READING PASSAGE ->
Photo: Image courtesy: Doosan Fuel Cell

Navig8, Doosan Fuel Cell to develop fuel cells for ships

South Korean fuel cell developer Doosan Fuel Cell has signed a Memorandum of Understanding with Singaporean shipper Navig8 to develop fuel cells for ships.

The move comes as the shipping sector embarks on a path to decarbonize in line with the ever more stringent regulations on greenhouse gas emissions.

Under the cooperation plan, Doosan FuelCell will mount a solid oxide fuel cell (SOFC) currently under development on a 50,000-ton petrochemical product carrier owned by Navig8.

Once installed, the duo will conduct a demonstration test to prove the viability of the fuel cells as a propulsion power and power source for the ship.

“While no specific vessel has been targeted to pilot at this stage, LNG fuel is likely to be the fuel of choice in the first phase of development, with next phase developments incorporating ammonia and hydrogen as fuels,” Navig8 said.

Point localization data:
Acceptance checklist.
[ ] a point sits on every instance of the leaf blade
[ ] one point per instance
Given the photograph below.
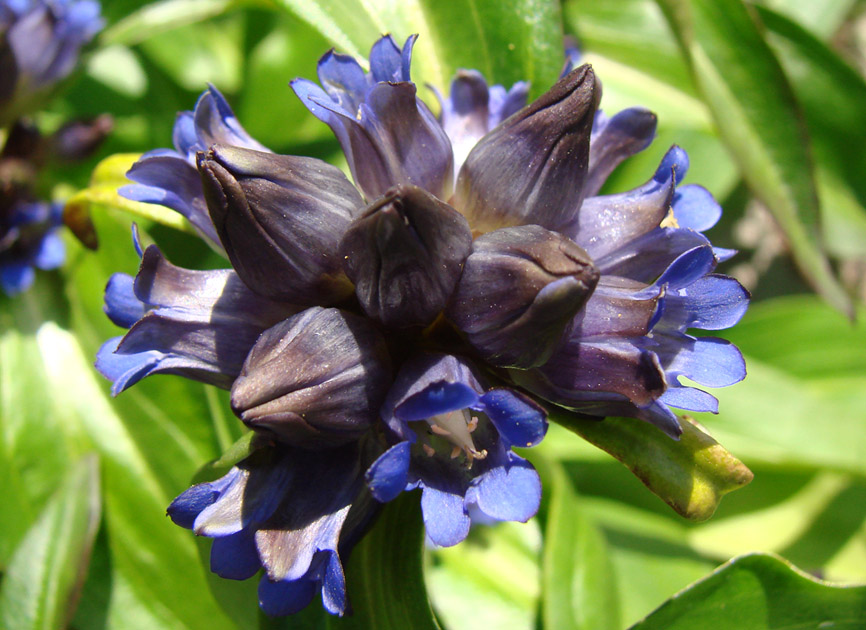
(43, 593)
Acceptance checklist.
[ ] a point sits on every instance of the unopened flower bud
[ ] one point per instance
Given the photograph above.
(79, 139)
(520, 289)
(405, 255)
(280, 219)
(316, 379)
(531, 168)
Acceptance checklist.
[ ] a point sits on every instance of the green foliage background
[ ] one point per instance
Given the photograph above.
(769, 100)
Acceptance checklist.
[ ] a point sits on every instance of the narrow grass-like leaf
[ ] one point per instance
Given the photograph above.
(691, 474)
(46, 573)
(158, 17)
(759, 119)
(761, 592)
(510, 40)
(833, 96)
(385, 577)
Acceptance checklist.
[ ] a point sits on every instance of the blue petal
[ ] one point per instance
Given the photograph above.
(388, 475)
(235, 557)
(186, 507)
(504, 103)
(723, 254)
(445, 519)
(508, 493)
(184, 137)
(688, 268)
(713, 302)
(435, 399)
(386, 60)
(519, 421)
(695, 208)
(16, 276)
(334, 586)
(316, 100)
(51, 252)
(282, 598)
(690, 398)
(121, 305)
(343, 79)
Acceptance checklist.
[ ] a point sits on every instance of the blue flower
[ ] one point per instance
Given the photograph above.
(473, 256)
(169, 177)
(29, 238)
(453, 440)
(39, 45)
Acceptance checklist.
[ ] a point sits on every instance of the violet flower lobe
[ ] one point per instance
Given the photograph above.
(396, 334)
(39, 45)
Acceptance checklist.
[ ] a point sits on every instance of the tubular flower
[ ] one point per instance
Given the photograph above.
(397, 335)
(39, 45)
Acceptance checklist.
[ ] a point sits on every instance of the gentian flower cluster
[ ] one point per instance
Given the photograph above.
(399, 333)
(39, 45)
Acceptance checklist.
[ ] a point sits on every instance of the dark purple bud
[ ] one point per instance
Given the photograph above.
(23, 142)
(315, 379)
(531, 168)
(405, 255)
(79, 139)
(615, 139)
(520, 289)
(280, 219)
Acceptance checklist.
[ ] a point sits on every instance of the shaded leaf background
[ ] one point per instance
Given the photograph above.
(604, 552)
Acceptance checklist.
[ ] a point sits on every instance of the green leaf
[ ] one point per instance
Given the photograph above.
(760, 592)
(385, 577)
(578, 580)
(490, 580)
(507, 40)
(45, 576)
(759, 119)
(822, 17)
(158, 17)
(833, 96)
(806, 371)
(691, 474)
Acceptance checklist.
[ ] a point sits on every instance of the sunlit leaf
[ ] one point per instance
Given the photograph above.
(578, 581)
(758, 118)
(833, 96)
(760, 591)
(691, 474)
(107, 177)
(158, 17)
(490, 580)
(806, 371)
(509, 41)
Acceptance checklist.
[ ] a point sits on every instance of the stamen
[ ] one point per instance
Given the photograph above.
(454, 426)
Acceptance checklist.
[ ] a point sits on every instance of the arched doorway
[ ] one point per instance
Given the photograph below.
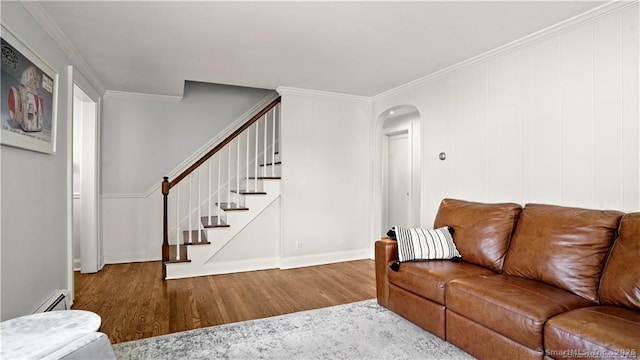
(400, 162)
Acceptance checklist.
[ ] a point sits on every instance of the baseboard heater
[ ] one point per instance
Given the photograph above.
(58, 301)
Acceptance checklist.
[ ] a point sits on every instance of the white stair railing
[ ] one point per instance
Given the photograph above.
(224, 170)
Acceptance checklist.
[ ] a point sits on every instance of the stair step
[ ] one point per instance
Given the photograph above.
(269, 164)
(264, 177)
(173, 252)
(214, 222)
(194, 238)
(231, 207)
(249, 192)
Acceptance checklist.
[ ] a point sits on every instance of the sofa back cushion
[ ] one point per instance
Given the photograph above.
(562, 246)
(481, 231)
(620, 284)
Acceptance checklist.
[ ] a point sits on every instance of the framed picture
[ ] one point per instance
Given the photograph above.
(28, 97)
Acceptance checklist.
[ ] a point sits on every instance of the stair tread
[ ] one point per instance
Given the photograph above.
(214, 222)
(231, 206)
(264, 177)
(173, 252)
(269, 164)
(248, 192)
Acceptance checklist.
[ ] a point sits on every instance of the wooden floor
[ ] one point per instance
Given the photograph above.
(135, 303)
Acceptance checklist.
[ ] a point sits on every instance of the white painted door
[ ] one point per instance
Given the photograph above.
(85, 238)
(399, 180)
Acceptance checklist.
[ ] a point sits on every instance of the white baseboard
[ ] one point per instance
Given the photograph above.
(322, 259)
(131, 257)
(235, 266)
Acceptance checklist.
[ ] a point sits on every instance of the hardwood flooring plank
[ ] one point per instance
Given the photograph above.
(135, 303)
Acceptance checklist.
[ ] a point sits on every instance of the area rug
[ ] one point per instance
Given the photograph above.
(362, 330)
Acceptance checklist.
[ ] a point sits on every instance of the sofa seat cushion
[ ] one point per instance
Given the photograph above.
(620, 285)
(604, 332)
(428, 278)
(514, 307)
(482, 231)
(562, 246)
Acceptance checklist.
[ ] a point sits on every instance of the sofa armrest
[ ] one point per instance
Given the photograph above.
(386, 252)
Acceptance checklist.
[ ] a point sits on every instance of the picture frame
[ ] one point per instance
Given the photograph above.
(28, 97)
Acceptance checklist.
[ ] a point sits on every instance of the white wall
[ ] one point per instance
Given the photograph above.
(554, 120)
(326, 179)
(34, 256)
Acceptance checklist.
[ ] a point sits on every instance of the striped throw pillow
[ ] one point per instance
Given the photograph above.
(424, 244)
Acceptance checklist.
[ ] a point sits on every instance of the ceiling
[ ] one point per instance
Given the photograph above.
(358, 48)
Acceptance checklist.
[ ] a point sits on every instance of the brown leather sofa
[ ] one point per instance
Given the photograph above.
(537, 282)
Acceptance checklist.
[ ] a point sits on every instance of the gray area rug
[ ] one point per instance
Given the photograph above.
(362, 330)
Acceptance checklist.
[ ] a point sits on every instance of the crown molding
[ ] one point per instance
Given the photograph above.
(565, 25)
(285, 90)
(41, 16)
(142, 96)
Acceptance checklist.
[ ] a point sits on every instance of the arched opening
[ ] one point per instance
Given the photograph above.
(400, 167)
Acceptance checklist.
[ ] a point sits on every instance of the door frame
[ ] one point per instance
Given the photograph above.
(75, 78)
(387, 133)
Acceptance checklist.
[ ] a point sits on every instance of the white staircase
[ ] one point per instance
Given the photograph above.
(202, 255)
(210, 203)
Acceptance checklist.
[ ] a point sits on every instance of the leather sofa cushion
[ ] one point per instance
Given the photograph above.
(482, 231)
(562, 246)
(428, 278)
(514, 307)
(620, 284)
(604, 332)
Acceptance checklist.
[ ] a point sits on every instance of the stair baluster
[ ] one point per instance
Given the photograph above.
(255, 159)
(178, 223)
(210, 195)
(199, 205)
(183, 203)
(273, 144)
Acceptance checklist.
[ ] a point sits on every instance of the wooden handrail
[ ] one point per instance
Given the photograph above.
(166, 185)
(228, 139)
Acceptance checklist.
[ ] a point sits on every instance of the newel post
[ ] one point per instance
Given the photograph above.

ASSIGNED TASK -> Resume the news article on Navig8 and Doosan Fuel Cell's plan to develop fuel cells for ships, writing what follows its last sentence.

RESPONSE TO THE EXERCISE ->
The SOFC system is a device for electrochemical conversion that generates electricity by oxidizing fuel.

Doosan Fuel Cells are at an advanced stage of feasibility studies, and the aim is to progress towards a prototype.

 The fuel cell company added that Navig8 would be in charge of various technical support activities for the actual application of the technology as well as ship design review in cooperation with related organizations such as the Korean Register of Shipping.

“Navig8 will bring to the venture a global shipping network, access to maritime and financial markets, as well as considerable technical experience and contacts, having supervised the construction of 116 Newbuild tankers over the last 7 years at a wide range of yards,” Navig8 said in a release.

According to Yoo Su-Kyung, CEO of Doosan Fuel Cell, the MoU will pave the way for the acceleration of the commercialization of fuel cell technology in the shipping industry providing a good alternative to the sector to meet its environmental objectives.

Navig8 owns, operates or manages a fleet in excess of 150 oil and chemical tankers, and is the world’s largest independently owned tanker pool operator.